- _Entries supplied_:
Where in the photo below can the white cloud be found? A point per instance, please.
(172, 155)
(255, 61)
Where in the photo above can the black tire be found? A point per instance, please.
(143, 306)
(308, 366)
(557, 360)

- _Stated goal_: Rewrite the lines above, swapping "instance" for "occurrence" and keeping everything else the same.

- _Output of the exercise_:
Where in the photo below can the white cloud be found? A point per occurrence, please.
(172, 155)
(255, 61)
Where in the photo above can the black tire be found? A point per occurrence, please.
(143, 306)
(308, 366)
(557, 360)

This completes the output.